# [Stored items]
○ ○ ○ ○

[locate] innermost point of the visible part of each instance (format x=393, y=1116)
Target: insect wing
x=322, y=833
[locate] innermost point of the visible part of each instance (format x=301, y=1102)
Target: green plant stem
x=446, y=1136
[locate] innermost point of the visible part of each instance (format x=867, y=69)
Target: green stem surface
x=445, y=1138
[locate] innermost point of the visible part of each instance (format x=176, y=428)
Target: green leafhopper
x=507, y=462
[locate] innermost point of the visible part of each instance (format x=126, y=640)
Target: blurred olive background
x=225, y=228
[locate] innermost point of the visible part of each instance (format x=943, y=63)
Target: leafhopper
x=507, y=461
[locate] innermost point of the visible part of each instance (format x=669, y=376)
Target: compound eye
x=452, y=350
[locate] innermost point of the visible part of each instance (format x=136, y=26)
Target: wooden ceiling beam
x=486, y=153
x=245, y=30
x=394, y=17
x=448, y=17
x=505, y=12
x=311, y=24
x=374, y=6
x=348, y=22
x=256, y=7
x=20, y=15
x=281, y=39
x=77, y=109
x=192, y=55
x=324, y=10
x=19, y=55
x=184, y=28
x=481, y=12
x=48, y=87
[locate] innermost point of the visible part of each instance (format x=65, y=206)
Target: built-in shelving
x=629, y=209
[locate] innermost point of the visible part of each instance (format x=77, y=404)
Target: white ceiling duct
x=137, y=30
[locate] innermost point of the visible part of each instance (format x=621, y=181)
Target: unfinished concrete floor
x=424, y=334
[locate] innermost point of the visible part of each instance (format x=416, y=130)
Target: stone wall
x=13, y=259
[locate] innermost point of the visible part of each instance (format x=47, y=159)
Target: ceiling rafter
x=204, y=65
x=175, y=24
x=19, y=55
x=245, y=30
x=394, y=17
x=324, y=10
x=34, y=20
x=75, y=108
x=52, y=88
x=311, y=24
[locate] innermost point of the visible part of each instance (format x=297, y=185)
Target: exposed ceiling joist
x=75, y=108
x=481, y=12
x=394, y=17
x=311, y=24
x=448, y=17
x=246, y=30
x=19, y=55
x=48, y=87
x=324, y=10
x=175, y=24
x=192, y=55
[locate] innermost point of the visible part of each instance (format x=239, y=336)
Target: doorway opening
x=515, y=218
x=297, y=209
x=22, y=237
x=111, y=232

○ ○ ○ ○

# [WRITTEN TASK]
Reproduce the records, everything from the line containing "(format x=301, y=1102)" down to the line containing "x=445, y=1138", switching "green" to "brown" and leaving all else unchanged.

# [OUTPUT]
[locate] innermost point of the visible part of each instance (format x=301, y=1102)
Target: brown plant stem
x=446, y=1136
[locate] innermost point of the visible part of each instance (format x=867, y=69)
Target: brown stem surface
x=445, y=1138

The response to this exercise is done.